* begin *

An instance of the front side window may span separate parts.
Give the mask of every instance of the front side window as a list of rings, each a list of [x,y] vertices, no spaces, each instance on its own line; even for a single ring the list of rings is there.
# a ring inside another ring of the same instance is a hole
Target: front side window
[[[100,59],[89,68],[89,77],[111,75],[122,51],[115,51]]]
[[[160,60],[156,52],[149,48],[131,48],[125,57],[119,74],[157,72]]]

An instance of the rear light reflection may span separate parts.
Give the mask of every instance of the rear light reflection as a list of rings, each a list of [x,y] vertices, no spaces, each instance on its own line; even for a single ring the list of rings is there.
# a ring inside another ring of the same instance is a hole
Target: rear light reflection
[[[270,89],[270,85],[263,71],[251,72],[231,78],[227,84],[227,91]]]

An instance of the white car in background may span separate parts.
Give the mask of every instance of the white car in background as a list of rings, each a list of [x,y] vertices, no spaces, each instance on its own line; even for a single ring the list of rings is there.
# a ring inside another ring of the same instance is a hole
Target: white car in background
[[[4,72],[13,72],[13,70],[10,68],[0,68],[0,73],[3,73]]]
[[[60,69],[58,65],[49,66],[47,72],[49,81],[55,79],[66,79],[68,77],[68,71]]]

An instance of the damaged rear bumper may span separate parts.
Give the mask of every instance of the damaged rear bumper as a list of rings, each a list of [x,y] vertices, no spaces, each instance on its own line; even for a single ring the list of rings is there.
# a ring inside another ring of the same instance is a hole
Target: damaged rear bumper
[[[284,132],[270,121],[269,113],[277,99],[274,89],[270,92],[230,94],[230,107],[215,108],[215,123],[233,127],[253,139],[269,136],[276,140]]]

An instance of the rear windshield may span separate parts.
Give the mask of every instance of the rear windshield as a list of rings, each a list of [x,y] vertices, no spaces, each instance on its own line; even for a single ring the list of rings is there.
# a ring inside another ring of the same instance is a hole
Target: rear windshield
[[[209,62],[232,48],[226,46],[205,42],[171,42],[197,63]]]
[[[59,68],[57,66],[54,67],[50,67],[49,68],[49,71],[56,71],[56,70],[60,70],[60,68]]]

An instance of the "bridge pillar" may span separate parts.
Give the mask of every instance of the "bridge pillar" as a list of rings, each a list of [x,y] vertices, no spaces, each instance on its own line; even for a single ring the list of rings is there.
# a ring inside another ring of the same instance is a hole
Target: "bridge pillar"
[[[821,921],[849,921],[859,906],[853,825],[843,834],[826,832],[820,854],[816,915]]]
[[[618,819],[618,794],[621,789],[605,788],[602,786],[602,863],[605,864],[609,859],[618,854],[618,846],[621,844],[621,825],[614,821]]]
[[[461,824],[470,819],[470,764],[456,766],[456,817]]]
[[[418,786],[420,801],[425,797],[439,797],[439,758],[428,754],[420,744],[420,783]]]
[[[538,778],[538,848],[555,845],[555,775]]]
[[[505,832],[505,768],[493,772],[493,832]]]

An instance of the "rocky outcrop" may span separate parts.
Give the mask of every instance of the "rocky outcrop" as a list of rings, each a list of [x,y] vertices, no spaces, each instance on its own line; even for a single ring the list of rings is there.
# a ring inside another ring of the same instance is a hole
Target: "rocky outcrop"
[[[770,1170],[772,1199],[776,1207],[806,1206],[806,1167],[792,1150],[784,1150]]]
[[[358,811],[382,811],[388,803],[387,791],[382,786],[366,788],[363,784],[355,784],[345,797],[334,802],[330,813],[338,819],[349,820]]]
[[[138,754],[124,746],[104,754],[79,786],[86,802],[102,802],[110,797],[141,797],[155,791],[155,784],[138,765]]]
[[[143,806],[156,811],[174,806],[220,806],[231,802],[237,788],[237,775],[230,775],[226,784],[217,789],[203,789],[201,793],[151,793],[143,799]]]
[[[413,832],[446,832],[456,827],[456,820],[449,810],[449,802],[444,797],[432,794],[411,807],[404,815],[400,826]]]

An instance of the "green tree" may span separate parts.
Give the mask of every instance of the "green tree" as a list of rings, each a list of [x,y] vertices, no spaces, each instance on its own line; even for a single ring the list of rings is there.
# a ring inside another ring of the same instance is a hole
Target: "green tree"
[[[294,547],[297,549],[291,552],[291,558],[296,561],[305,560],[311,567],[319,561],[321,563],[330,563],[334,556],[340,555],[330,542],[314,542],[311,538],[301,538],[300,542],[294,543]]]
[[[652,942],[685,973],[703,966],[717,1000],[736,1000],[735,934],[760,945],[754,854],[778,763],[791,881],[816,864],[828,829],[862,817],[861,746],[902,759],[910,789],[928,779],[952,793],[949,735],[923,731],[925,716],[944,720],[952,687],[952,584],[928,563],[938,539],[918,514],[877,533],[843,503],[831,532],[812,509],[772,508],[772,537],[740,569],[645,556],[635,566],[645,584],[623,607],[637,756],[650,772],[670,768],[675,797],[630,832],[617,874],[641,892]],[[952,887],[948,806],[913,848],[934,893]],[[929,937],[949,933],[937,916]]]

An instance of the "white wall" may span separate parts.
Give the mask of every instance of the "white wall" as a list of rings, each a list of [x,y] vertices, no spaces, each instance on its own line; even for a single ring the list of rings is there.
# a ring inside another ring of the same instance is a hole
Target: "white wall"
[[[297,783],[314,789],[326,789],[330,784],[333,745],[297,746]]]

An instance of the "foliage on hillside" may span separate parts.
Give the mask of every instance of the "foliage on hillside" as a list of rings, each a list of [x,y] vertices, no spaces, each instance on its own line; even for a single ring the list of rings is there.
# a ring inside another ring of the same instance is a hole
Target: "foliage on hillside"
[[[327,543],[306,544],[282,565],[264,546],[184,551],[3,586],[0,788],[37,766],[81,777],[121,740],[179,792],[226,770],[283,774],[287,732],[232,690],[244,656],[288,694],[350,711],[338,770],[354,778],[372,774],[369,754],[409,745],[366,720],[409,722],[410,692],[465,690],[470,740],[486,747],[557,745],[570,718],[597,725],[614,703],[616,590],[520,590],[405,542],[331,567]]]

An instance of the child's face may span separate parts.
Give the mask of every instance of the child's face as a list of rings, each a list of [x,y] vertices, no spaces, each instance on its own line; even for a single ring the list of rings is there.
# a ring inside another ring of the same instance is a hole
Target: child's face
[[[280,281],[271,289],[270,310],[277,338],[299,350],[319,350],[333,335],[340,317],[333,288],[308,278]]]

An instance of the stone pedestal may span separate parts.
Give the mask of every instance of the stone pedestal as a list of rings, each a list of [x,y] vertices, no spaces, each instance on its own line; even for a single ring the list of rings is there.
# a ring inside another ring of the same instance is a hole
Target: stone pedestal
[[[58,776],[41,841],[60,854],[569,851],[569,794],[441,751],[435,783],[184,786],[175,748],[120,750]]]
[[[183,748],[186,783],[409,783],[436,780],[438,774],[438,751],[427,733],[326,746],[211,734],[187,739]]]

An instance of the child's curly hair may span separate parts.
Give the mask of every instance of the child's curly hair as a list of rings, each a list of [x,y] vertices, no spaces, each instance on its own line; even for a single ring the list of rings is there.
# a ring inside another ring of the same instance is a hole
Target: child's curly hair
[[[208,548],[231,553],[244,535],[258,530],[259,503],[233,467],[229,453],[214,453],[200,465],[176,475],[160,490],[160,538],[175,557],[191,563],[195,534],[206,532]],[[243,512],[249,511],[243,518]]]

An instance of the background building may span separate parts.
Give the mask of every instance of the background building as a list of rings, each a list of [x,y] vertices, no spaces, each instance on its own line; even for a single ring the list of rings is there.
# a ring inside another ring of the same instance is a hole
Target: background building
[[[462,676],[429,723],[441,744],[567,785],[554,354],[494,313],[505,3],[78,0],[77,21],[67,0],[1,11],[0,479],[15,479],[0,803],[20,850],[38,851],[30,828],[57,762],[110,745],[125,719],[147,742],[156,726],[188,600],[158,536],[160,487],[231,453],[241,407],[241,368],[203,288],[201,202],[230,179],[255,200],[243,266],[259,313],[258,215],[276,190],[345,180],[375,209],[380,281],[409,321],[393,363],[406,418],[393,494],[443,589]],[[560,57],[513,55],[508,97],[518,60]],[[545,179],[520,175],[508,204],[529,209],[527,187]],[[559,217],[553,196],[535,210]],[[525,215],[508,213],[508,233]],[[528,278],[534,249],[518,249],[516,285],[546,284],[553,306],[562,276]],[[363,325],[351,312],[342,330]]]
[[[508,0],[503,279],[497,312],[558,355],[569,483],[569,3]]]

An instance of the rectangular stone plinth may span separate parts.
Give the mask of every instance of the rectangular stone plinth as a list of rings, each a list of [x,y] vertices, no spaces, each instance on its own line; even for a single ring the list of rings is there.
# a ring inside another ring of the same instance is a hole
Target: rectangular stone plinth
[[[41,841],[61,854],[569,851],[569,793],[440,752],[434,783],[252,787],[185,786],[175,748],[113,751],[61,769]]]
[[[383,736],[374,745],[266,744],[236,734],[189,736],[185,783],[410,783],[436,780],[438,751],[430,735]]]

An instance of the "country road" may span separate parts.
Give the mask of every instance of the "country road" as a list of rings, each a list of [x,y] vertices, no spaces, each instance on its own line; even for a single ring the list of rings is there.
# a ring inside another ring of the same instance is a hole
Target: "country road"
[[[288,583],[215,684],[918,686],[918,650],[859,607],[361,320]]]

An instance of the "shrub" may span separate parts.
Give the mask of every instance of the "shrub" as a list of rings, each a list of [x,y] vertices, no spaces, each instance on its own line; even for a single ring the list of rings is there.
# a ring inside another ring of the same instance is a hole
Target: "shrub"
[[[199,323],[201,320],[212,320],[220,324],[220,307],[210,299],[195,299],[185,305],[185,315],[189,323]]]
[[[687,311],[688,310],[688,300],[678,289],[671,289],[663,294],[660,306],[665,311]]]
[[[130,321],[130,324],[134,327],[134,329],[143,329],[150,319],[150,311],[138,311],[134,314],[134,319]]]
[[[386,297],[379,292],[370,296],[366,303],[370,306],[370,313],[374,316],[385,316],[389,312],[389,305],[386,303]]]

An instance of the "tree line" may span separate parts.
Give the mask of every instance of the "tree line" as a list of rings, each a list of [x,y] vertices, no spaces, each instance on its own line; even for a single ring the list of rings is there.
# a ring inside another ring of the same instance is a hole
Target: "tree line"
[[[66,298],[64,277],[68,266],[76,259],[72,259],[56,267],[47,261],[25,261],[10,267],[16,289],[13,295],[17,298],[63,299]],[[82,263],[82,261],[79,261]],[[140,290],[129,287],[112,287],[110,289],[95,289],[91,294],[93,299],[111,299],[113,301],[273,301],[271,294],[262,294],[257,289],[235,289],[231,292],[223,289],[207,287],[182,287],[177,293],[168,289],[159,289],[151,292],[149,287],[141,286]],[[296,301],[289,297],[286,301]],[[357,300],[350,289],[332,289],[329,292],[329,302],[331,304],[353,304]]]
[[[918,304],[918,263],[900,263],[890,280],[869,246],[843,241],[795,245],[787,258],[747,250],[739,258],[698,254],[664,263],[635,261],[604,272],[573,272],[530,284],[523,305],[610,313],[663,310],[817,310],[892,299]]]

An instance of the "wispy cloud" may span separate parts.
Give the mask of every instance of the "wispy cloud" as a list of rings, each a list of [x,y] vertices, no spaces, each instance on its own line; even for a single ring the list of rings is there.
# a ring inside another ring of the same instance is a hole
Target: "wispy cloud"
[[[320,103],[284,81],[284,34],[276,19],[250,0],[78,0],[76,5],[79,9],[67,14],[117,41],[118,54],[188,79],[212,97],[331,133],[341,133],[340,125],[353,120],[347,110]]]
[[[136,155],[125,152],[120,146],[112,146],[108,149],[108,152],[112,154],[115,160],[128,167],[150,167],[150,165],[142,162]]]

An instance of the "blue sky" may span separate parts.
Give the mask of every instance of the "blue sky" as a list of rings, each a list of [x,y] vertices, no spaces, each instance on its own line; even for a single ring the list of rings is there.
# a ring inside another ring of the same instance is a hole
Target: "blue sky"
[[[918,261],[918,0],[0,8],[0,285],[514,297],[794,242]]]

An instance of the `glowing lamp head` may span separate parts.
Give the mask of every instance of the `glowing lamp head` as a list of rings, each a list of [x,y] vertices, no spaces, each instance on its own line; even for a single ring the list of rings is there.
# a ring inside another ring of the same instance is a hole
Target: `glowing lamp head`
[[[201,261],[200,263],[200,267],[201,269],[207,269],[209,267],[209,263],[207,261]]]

* end *

WHAT NEEDS TO BE DONE
Pick out each line of the material above that contains the word "face", and copy those lines in full.

SOLUTION BELOW
An instance of the child's face may span separate parts.
Give the mask of every instance of the child's face as a list of rings, each a list of [x,y] vertices, no spaces, each instance on its own line; even for a single ring the list of rings is there.
Target: child's face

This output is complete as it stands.